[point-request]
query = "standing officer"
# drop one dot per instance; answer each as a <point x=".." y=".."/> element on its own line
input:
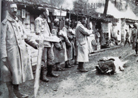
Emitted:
<point x="82" y="44"/>
<point x="16" y="67"/>
<point x="42" y="29"/>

—————

Given instruction: Reproduce the lines above, substituting "seated officer" for "standing officer" and leaving everything else unchanged. Omit the pictures.

Task response:
[point-request]
query = "seated officer"
# drop one dot per instance; answer each as a <point x=".." y=".."/> element on its own line
input:
Emitted:
<point x="82" y="44"/>
<point x="16" y="67"/>
<point x="42" y="29"/>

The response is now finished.